▶ ЗАДАНИЕ A:
Согласуются ли с текстом о Наталье Горбаневской три утверждения: (i) автор знал Горбаневскую тридцать пять лет; (ii) идея книги принадлежит польской подруге автора; (iii) задуманная книга — это книга воспоминаний? Для каждого ответьте «да» или «нет» и приведите решающие слова текста точной цитатой.
▶ ЗАДАНИЕ B:
Кто из людей назван по имени в тексте о Наталье Горбаневской? Перечислите всех.
▶ ЗАДАНИЕ C:
Напишите продолжение текста о Наталье Горбаневской, начиная сразу после его последнего предложения.

▶ ТЕКСТ УПРАЖНЕНИЯ:
---*---

Александр Бондарев Уникальный экземпляр[73]

Александр Бондарев

Уникальный экземпляр[73]

Прежде всего я хотел бы поблагодарить Люсю Улицкую за саму идею этой книги – не книги воспоминаний и не биографии, а книги «о том месте, которое Наталья Горбаневская занимает сегодня в нашем мире, в частном пространстве каждого из знавших ее лично».

Только теперь, когда Наташи уже нет с нами, начинаешь задумываться о том, какое послание она оставила всем нам – и что значила ее жизнь как ненаписанное, но прожитое завещание.

Я знал ее (и временами близко) тридцать пять лет, но всегда воспринимал как некую целостную данность, иногда не понимая, но даже и не пытаясь анализировать те противоречия, из которых она состояла – и которые удивительным образом складывались в натуру необычайно целостную.

Это наблюдение замечательно сформулировала здесь моя польская подруга: «Наташа принадлежала к таким множествам, которые содержат единственный элемент – самое себя. И в рамках этого множества она всегда оставалась сама собой. Такой вот уникальный экземпляр».

Здесь многие уже написали о ней самые добрые слова и выразили восхищение, которого она, безусловно, заслуживала.

Я же попробую припомнить некоторые из противоречий ее натуры и в первый раз в жизни попытаться осознать, как они в ней уживались и каким словом можно было бы назвать этот чудесный сплав.

Когда мы подружились, я задал ей один вопрос (а ответ на него был для меня чрезвычайно важен): «Могут ли врачи и применяемые ими в психушке лекарственные препараты уничтожить человека как личность?» Она задумалась.

---*---

▶ ЛИСТИНГ:

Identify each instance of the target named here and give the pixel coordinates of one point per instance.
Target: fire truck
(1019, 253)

---*---

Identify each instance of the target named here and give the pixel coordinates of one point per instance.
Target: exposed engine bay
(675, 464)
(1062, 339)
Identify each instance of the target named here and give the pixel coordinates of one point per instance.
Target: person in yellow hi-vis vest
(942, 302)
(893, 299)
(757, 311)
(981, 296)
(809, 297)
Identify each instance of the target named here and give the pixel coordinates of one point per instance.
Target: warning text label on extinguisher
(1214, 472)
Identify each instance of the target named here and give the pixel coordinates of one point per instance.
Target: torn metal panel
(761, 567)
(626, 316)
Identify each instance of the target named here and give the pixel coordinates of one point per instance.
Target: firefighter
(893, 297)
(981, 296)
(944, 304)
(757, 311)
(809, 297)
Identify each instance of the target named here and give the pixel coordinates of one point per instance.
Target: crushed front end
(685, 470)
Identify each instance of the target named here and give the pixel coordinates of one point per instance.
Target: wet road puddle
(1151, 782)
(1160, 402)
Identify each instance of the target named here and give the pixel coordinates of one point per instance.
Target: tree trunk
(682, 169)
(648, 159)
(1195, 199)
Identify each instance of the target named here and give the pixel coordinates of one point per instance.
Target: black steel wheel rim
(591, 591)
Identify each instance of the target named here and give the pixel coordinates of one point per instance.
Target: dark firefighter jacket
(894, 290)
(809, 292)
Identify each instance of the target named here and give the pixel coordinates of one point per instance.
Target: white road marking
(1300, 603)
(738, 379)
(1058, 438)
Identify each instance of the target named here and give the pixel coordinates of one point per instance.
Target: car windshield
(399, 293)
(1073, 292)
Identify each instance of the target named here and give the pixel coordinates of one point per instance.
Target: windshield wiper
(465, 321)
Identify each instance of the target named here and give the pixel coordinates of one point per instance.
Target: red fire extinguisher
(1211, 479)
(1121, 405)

---*---

▶ ОЖИДАЕМЫЙ ОТВЕТ A:
(i) Да: «Я знал ее (и временами близко) тридцать пять лет».
(ii) Нет: «поблагодарить Люсю Улицкую за саму идею этой книги».
(iii) Нет: «не книги воспоминаний и не биографии».

▶ ОЖИДАЕМЫЙ ОТВЕТ B:
Александр Бондарев, Люся Улицкая, Наталья Горбаневская

▶ ОЖИДАЕМЫЙ ОТВЕТ C:
Она всегда задумывалась перед тем, как ответить на серьезный вопрос, искала нужные слова – на подобные вопросы у нее никогда не было готовых ответов, всё должно было пройти через голову, быть продумано.

«Всё-таки нет», – уверенно сказала она.

Поэтому я знал: когда она годами рассказывала на самых разных встречах и конференциях об ужасах карательной психиатрии – это было предостережение. Она имела в виду – других, не таких, как она сама.

Она думала о себе и о других совершенно по-разному, и, на мой взгляд, именно этим объясняется удивительное сочетание ее погруженности в себя, поглощенности своим делом (она нередко почти не замечала ближних, которых она считала такими же, как она), и почти нездешней любви и сострадания – к дальним.

Она могла быть невнимательна к близким – и сражаться за справедливость по отношению к целым странам и ко всему человечеству.

Со своими людьми (или с теми, кого она таковыми считала) она могла быть умопомрачительно бестактной.

Однажды она, подбрасывая на коленях совсем еще маленького внука Петю, радостно воскликнула в присутствии его матери – француженки, красавицы-брюнетки с беломраморной кожей: «А я всегда так хотела внука-негритёнка!»

Мари окаменела, но Наташа ничего не заметила: она ведь не хотела никого задеть, а просто сказала чистую правду.

Или, когда я, занудничая, говорил ей, что сыновей всё-таки надо стараться воспитывать (Ясик, мол, не пришел, когда обещал, потому что просто забыл, или Оська обещал передать матери, что я звонил, и тоже забыл, и т. п.), она столь же бесхитростно излагала свои планы на будущее: «Вот они вырастут, женятся – и жены их воспитают!»

Так и случилось.

Разумеется, она любила сыновей, но особенно о них не заботилась, и они росли, как «лилии полевые».

Однако внуков она любила уже вполне по-земному. И выражалось это тоже вполне традиционно: щедрая и даже расточительная (в меру возможностей), всегда готовая отдать друзьям последнее, Наталья могла внезапно вскинуться и закричать (как медведица из сказки): «Кто достал из холодильника польские кабаносы (охотничьи колбаски) и положил на стол? Немедленно назад! Это для Пети!!!»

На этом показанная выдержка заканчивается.